* [EXERCISE DIRECTIONS]: In the material from its start through the line containing "(1148, 457)", replace "photograph" with "image" and leave everything else unchanged. Give back only those lines, without the pictures.

(Dataset rows on where objects appear)
◇ ◇ ◇
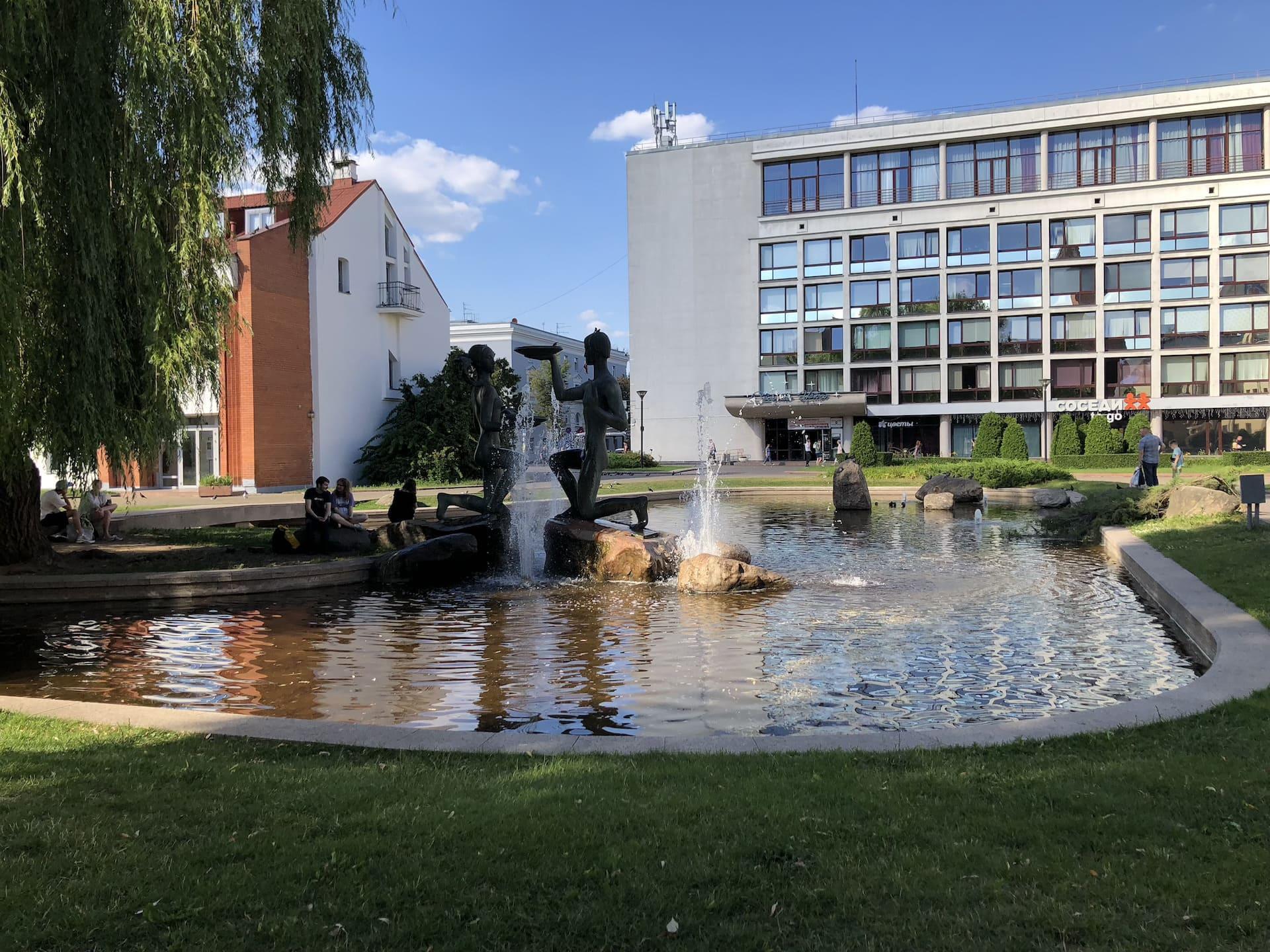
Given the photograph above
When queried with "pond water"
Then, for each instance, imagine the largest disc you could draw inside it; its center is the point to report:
(898, 619)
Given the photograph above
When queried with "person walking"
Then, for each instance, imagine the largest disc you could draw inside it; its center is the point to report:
(1148, 457)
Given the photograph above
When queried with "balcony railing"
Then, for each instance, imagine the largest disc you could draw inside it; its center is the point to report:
(398, 295)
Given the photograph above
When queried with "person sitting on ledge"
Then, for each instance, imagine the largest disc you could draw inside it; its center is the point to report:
(58, 513)
(405, 500)
(342, 507)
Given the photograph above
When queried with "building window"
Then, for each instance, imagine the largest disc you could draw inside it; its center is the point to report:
(822, 258)
(1127, 375)
(1246, 374)
(870, 299)
(1127, 331)
(997, 168)
(1245, 324)
(968, 247)
(874, 383)
(1184, 327)
(1019, 288)
(1208, 145)
(920, 339)
(1099, 157)
(970, 381)
(870, 342)
(1242, 225)
(890, 178)
(1019, 334)
(870, 253)
(1184, 376)
(778, 305)
(1127, 234)
(1019, 241)
(919, 385)
(1071, 238)
(1184, 230)
(778, 348)
(920, 295)
(969, 292)
(1076, 332)
(778, 382)
(1074, 380)
(778, 262)
(1126, 282)
(822, 302)
(917, 249)
(822, 346)
(1071, 287)
(1020, 380)
(970, 337)
(804, 186)
(1245, 274)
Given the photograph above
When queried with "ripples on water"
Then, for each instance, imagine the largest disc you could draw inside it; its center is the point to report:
(898, 619)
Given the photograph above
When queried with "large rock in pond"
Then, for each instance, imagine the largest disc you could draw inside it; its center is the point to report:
(850, 487)
(589, 550)
(964, 492)
(709, 573)
(1198, 500)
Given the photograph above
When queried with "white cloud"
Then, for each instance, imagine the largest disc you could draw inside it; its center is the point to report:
(440, 194)
(638, 125)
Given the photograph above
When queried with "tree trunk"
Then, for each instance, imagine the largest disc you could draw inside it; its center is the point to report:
(21, 536)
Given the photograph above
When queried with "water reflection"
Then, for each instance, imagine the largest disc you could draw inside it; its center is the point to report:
(898, 619)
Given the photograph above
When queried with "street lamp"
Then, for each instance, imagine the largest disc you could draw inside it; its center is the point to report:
(1044, 416)
(642, 393)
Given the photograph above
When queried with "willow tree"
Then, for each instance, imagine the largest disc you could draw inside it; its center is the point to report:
(121, 122)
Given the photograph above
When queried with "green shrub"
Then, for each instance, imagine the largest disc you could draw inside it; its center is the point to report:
(1067, 437)
(864, 451)
(987, 441)
(1014, 444)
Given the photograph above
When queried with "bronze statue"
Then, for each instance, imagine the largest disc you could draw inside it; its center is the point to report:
(498, 465)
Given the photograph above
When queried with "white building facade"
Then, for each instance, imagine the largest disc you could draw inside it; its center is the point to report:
(1093, 255)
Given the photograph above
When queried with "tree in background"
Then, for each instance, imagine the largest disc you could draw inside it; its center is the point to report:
(987, 441)
(431, 434)
(1067, 437)
(121, 122)
(1014, 442)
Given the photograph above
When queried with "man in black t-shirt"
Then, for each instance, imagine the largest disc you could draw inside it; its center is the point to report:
(318, 513)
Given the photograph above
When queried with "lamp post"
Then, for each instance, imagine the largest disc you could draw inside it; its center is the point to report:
(642, 393)
(1044, 418)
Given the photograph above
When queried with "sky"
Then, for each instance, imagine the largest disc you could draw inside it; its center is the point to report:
(501, 128)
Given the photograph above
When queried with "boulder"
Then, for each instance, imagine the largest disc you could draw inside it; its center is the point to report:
(709, 573)
(583, 549)
(1050, 498)
(850, 488)
(963, 491)
(1198, 500)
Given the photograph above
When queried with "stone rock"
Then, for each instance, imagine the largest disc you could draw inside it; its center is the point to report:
(436, 561)
(1050, 498)
(709, 573)
(850, 487)
(1198, 500)
(963, 491)
(585, 549)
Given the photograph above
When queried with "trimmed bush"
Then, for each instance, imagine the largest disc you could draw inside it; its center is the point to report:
(1014, 444)
(864, 451)
(987, 441)
(1067, 437)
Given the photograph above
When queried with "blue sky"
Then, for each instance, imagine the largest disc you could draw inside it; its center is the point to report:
(491, 116)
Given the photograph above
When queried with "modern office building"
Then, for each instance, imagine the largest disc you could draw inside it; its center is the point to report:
(920, 270)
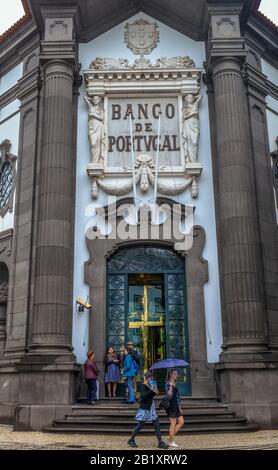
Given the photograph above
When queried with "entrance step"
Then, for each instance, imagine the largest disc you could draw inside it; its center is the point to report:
(112, 417)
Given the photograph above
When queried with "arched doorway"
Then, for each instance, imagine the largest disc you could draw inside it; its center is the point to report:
(4, 283)
(146, 304)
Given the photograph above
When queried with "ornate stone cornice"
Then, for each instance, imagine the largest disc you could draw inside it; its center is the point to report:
(123, 75)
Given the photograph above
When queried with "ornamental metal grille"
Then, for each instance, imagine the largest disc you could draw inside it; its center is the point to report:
(276, 175)
(6, 184)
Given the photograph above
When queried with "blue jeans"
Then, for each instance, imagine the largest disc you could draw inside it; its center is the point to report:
(130, 387)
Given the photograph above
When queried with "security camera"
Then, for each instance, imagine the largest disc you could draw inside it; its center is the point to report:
(82, 304)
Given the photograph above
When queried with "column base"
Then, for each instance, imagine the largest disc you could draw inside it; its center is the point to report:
(38, 385)
(250, 389)
(37, 417)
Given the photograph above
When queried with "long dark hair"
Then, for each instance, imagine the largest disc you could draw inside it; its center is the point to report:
(107, 351)
(169, 374)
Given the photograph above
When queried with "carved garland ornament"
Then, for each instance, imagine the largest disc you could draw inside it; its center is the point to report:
(144, 177)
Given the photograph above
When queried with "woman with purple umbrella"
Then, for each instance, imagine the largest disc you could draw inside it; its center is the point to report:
(174, 410)
(173, 403)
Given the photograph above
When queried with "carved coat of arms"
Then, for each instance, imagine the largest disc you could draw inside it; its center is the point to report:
(141, 37)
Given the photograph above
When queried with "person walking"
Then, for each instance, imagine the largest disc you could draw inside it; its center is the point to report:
(135, 357)
(128, 374)
(112, 371)
(147, 412)
(91, 374)
(174, 410)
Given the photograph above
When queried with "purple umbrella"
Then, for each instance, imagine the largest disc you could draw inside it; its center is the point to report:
(169, 364)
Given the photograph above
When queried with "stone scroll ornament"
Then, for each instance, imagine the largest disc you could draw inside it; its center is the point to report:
(144, 178)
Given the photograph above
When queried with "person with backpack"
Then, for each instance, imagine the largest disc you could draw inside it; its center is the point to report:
(147, 412)
(136, 362)
(91, 375)
(129, 374)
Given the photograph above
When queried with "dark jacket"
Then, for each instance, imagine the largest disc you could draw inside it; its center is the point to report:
(146, 397)
(128, 367)
(107, 362)
(90, 370)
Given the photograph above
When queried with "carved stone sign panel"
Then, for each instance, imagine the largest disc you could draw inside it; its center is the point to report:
(120, 93)
(144, 114)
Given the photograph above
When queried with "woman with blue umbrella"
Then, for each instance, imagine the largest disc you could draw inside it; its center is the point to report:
(173, 403)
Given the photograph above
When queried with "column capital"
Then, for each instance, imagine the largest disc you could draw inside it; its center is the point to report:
(225, 26)
(60, 34)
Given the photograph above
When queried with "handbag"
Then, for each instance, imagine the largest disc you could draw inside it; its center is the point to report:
(164, 404)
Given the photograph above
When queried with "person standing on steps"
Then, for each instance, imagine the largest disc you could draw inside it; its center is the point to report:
(128, 374)
(174, 410)
(112, 371)
(135, 357)
(147, 412)
(91, 374)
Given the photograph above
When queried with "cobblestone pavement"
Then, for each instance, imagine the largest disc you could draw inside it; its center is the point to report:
(44, 441)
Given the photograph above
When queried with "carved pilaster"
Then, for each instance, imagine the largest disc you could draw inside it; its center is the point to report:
(243, 284)
(243, 308)
(51, 323)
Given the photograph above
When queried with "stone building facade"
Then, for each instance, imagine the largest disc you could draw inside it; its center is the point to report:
(77, 78)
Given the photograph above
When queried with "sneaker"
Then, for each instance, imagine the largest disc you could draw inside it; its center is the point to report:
(132, 443)
(162, 445)
(173, 444)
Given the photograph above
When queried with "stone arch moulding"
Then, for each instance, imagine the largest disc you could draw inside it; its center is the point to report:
(196, 268)
(5, 255)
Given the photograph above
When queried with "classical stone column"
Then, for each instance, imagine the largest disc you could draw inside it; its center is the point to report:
(240, 248)
(52, 313)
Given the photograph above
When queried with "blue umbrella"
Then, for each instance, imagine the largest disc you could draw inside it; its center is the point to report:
(169, 364)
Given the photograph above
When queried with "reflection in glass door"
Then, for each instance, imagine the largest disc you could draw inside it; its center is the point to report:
(146, 320)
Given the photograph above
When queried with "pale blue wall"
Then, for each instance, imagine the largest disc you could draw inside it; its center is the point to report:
(171, 44)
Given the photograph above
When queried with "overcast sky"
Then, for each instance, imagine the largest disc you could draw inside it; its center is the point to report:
(13, 10)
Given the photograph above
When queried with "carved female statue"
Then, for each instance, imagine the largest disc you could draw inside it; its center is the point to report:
(191, 127)
(96, 129)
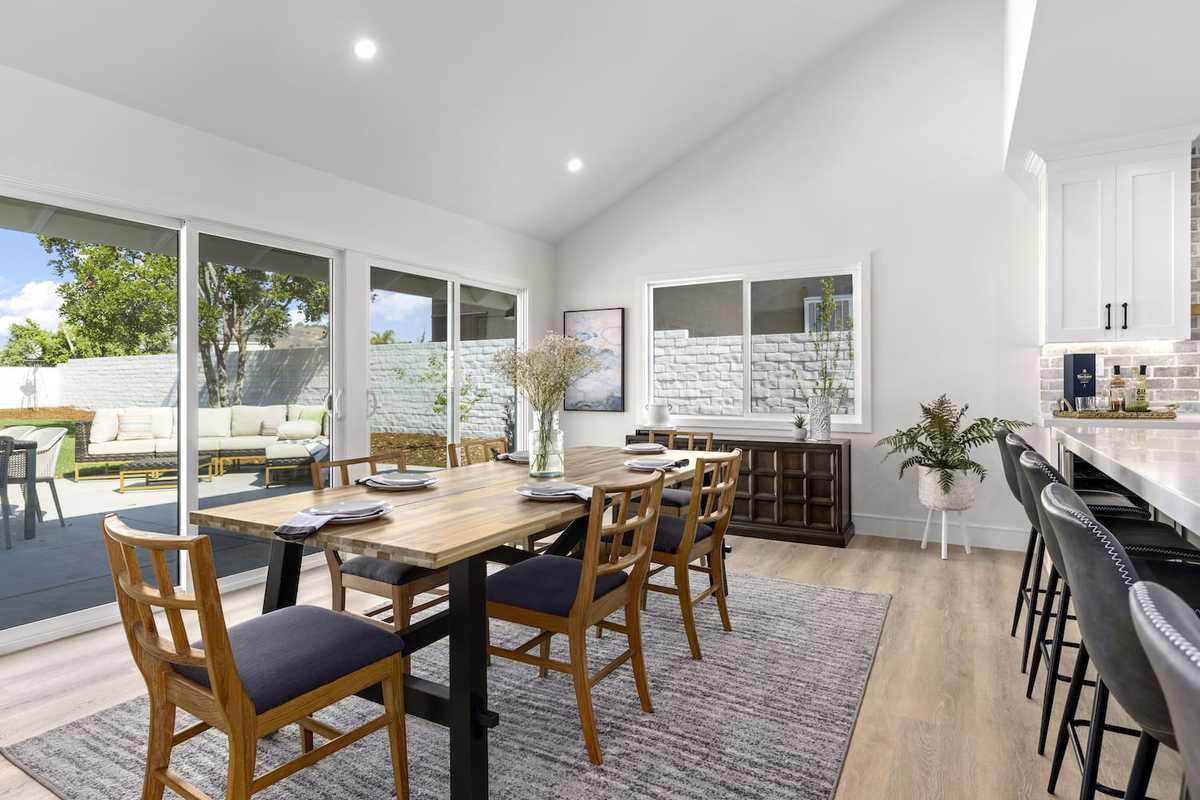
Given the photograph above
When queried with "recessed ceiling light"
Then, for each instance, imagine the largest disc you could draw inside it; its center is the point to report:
◇ ◇ ◇
* [REPLY TO THE TASK]:
Given the image above
When queried with "pond water"
Then, for each instance, imagine the largest disc you could draw inside it; its center is the point to report:
(898, 619)
Given the image above
When queried with "person walking"
Then, for each instance, imagine the largest disc you could draw inside it; its center is the point to report:
(1148, 457)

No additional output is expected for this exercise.